- **WHAT IS NEEDED**
When you reach the line in the listing below that contains "Please locate the bus bumper", begin returning lines exactly as written, and stop after the line that contains "Please locate the white". Return no other lines.

- **RECORD EXTRACTS**
***
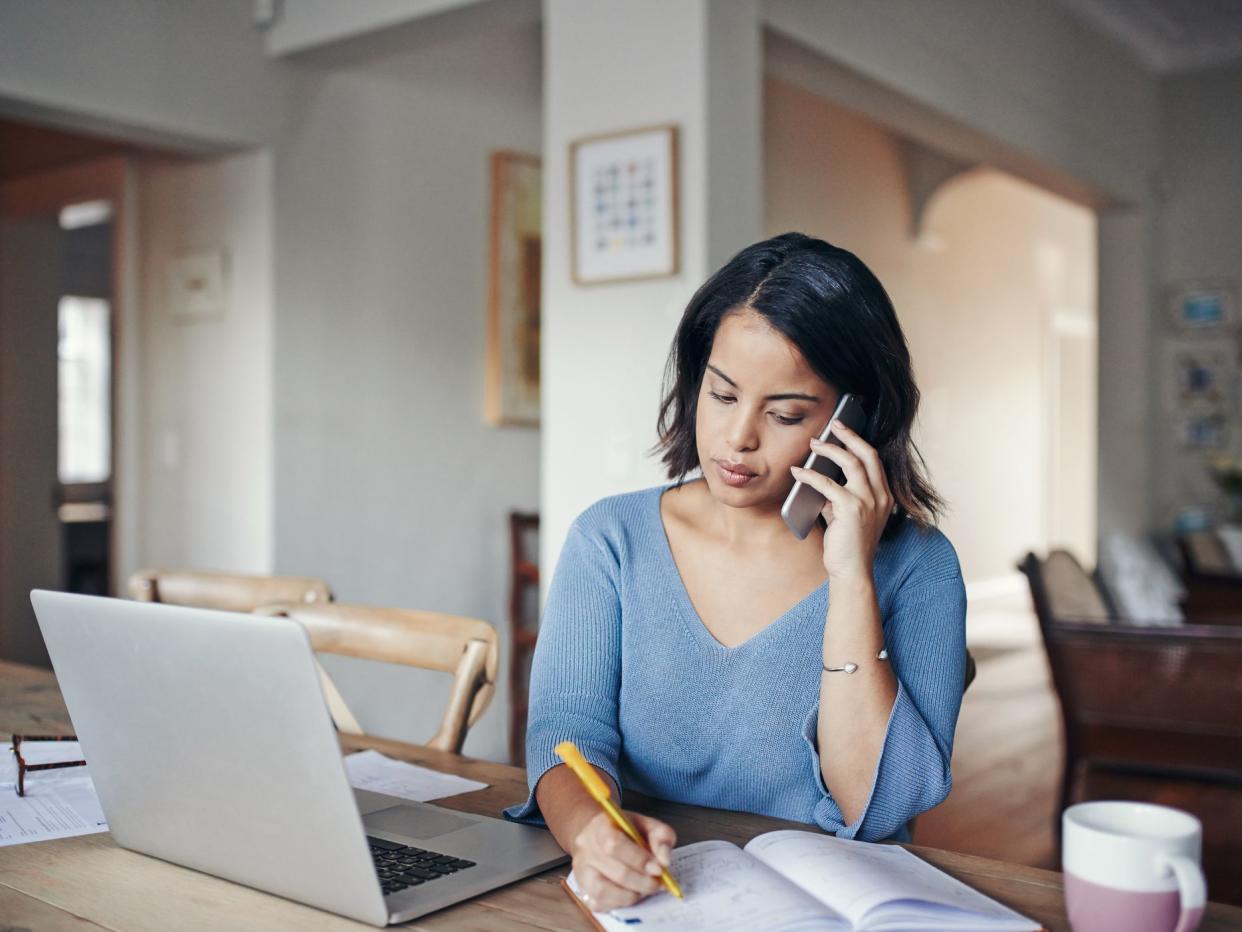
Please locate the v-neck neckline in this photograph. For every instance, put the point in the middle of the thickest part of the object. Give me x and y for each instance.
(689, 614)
***
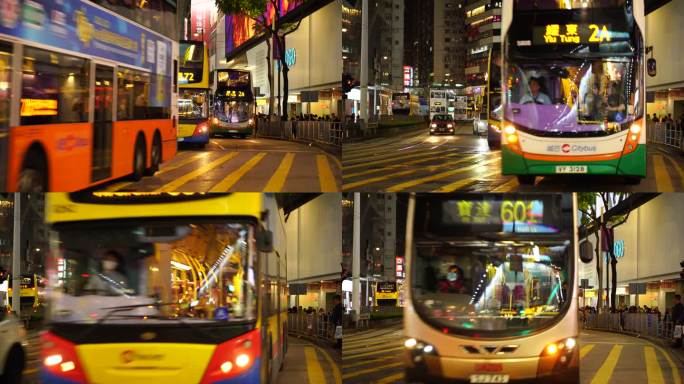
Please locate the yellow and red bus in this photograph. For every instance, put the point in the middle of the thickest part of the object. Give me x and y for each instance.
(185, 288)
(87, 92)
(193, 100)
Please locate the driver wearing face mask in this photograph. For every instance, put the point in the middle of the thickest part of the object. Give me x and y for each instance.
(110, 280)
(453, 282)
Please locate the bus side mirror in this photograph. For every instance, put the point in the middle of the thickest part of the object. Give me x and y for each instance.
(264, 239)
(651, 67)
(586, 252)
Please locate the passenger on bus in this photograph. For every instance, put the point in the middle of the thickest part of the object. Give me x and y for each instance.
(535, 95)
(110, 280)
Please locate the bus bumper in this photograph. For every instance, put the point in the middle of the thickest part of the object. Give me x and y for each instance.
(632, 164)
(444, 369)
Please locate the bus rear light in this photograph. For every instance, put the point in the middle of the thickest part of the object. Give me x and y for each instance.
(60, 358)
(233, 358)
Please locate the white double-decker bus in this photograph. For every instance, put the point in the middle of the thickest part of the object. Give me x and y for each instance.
***
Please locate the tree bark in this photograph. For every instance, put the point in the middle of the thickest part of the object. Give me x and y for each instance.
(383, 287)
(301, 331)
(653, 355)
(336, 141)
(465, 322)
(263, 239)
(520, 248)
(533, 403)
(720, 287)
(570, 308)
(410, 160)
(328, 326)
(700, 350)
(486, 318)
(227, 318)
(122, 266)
***
- **YOUR SOLUTION**
Please locate the bus bumper in this photograph. For every instance, put the point in the middle of the thickest part of the object. Give me x and y for each instance.
(632, 164)
(444, 369)
Please locate the bus rear light in this photograph. For every instance, put the point in the middle of the thickest part of the object. Give me x and y for each instance.
(60, 358)
(233, 358)
Please locate the white double-decker bus in this photograph. For every instance, put the point in the middle of the thickest part of the object. Give me x and y for each instance.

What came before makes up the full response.